▶ **PASSAGE TO READ**:
§ §

For decades, Yemen’s high coverage rates for childhood immunization were amongst the best in the region, kept high by a steady stream of state-funded risk communications and a robust public health system. Conflict has decimated both.
Since confirmation of the outbreak of circulating variant poliovirus in November 2021, the Global Polio Eradication Initiative has been unable to obtain house-to-house access to children in Yemen’s northern governorates. As a result, the polio outbreak there has continued, and even spread to other countries in the region. Of Yemen’s 228 paralytic polio cases, 86 per cent (197) are from the northern governorates.
While multiple measles and polio vaccination campaigns have been implemented in the southern governorates over the past two years, the ongoing deadlock in the northern governorates over supplementary immunization activities puts children there at particular risk. The restriction of vaccination campaigns to only fixed-site health facilities, combined with prohibition of integrated community outreach services in all northern governorates, has led to continued multiple outbreaks of polio and other vaccine-preventable diseases, specifically measles and diphtheria. The current measles outbreak, ongoing since 2019, is disproportionately affecting children there.

§ §

▶ **DATASET**:
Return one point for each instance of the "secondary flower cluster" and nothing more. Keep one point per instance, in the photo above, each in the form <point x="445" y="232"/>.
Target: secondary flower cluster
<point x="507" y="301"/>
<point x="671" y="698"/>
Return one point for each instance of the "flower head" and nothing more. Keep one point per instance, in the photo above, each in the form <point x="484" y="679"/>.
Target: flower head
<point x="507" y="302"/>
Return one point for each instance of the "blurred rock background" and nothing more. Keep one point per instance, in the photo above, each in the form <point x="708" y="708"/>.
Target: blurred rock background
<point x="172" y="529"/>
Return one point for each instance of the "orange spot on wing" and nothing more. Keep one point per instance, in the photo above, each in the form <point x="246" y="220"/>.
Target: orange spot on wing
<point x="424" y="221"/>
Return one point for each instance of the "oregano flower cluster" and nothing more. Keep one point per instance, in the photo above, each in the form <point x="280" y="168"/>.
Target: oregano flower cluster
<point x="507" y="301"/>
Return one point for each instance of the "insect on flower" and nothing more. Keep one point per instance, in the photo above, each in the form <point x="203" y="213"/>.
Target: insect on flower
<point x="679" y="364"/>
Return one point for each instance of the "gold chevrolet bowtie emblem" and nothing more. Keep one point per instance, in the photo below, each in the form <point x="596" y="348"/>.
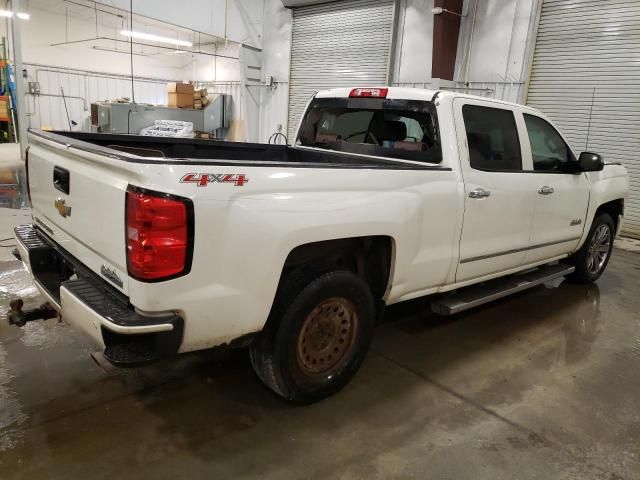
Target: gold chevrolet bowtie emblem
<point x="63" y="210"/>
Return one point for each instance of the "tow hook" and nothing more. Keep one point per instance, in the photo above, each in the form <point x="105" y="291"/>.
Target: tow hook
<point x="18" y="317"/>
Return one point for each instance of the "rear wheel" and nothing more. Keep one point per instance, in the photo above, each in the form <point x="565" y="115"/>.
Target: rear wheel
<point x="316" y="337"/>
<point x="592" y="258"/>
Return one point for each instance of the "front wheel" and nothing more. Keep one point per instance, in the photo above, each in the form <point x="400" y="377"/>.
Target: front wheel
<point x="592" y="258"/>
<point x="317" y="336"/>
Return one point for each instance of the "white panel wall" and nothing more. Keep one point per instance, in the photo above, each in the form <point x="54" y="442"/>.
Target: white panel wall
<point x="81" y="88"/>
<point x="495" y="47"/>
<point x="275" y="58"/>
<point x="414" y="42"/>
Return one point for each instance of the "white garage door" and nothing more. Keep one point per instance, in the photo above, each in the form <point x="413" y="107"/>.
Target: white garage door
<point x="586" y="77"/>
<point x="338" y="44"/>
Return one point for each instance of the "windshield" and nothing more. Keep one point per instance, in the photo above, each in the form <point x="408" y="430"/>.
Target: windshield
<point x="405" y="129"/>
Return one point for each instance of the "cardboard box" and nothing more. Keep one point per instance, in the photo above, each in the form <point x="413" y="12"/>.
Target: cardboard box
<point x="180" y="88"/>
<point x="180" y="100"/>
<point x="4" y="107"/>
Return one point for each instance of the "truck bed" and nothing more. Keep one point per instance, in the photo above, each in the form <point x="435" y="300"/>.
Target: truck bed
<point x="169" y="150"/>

§ §

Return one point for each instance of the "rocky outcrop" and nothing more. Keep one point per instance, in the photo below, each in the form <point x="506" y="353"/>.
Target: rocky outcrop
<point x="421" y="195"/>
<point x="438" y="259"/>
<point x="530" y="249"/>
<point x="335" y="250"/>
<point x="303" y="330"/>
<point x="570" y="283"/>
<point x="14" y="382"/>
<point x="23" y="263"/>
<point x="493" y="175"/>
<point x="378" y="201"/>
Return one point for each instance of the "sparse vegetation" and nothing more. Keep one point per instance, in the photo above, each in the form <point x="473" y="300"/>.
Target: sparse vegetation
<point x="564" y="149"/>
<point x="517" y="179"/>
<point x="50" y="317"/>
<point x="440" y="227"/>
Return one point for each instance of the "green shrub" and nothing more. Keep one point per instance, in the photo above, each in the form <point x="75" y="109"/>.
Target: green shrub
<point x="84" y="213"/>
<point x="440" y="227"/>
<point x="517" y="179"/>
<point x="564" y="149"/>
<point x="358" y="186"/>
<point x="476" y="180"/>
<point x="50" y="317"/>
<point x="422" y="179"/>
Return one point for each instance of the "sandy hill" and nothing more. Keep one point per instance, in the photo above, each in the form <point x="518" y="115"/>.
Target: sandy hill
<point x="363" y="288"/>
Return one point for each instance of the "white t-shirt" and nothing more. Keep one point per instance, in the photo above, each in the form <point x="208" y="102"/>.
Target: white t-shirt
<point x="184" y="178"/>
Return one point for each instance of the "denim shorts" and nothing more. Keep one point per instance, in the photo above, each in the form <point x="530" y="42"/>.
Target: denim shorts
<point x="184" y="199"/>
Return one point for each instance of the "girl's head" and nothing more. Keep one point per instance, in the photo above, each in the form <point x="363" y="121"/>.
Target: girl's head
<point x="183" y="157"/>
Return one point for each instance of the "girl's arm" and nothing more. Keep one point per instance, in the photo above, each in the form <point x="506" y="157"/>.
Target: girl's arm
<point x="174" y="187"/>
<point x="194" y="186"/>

§ §

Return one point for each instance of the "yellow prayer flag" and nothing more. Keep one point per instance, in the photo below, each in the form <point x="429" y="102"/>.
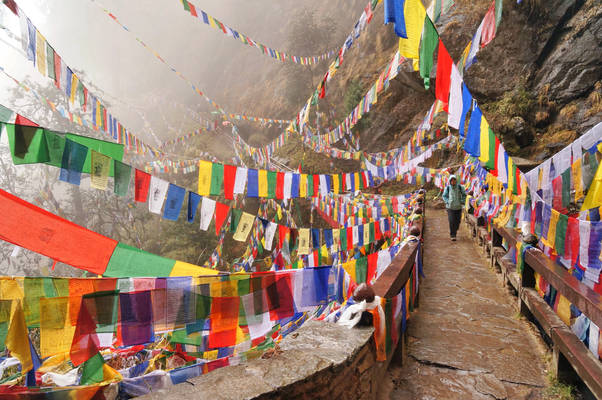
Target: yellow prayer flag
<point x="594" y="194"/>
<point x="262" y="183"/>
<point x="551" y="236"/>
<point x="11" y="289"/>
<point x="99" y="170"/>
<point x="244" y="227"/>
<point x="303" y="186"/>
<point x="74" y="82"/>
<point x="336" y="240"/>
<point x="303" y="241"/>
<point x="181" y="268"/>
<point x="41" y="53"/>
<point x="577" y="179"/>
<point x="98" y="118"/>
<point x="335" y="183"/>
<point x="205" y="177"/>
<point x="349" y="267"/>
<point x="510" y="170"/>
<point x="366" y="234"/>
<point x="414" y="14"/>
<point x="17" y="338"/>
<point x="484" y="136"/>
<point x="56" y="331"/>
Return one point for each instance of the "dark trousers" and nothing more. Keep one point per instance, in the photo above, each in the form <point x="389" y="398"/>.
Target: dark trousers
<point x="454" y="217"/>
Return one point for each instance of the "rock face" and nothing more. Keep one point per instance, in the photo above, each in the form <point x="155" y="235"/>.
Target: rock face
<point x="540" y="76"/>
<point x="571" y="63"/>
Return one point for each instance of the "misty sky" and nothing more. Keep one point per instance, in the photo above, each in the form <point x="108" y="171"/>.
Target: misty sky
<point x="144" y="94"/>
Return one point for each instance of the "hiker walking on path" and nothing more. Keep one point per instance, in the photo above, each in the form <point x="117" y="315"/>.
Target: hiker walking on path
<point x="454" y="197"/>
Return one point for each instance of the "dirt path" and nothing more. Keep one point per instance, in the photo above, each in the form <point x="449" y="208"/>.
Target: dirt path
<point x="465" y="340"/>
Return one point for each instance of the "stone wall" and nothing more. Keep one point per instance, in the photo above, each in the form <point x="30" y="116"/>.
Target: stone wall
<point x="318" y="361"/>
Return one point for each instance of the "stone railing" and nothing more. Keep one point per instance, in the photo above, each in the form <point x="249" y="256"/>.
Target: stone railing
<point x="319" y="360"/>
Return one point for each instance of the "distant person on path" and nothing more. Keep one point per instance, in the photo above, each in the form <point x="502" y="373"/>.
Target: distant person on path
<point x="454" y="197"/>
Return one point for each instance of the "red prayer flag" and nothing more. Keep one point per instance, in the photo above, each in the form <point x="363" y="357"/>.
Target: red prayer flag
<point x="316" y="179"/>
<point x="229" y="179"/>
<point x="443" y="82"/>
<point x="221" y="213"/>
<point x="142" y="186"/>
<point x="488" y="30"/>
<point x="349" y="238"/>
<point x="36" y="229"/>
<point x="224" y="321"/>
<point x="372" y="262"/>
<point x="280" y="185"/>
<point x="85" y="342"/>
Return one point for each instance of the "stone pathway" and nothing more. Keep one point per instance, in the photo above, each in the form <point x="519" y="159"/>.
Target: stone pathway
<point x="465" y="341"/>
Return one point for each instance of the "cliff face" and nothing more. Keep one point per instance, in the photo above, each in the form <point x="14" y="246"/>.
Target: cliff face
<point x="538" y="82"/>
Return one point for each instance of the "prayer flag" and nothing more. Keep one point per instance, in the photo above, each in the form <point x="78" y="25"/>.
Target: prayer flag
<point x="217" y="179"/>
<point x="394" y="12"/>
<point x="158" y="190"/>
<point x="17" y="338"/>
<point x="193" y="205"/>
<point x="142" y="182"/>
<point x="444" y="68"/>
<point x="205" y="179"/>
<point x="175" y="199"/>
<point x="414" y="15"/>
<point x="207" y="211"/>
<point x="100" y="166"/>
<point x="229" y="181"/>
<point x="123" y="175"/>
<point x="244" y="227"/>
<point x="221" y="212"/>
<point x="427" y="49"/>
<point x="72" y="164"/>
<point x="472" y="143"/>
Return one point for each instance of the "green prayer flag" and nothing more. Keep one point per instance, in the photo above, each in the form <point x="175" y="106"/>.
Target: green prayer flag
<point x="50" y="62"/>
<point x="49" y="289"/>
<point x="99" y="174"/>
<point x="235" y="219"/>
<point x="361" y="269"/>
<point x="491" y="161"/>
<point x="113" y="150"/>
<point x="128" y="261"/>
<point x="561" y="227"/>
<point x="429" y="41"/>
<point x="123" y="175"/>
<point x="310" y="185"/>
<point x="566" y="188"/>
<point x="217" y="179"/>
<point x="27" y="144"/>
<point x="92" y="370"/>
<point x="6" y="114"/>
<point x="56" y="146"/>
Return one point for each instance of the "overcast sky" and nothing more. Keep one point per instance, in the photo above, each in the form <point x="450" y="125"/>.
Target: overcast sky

§ §

▶ **TASK GOAL**:
Continue the passage on childhood immunization and disease outbreaks in Yemen, starting after its last sentence.

▶ **RESPONSE AREA**:
For Bushra, the lack of a "pull” to immunize her children shaped the choices her household made around the children’s health. Mohammad is a zero-dose child, meaning he is completely unvaccinated.
“We didn't know we were supposed to take them to the hospital to get vaccinated, and I wasn't aware of the seriousness of these diseases or thinking that any of my children would get sick,” she said.
Bushra’s three older children, two boys and a girl, received a few vaccinations during house-to-house campaigns. However, between Mohammad’s birth and the onset of his paralysis, Bushra notes there had been no house-to-house campaigns. This is why the polio programme advocates for house-to-house vaccination: it is the method that delivers the highest coverage, delivering vaccines even to children who may have until then missed out on routine immunization.
Other challenges remain. Insecurity in parts of the country—particularly in some districts in Yemen’s southern governorates—makes accessing them difficult. The result is that most children in these districts are not vaccinated.
Disinformation undermines immunization coverage
Over the past year or so, the lack of a “pull” towards vaccination has been joined by an aggressive “push” away from it. An escalating campaign of anti-vaccine propaganda has taken root on YouTube, television, radio and social media, calling into question established scientific fact and sowing fear and doubt in parents’ minds.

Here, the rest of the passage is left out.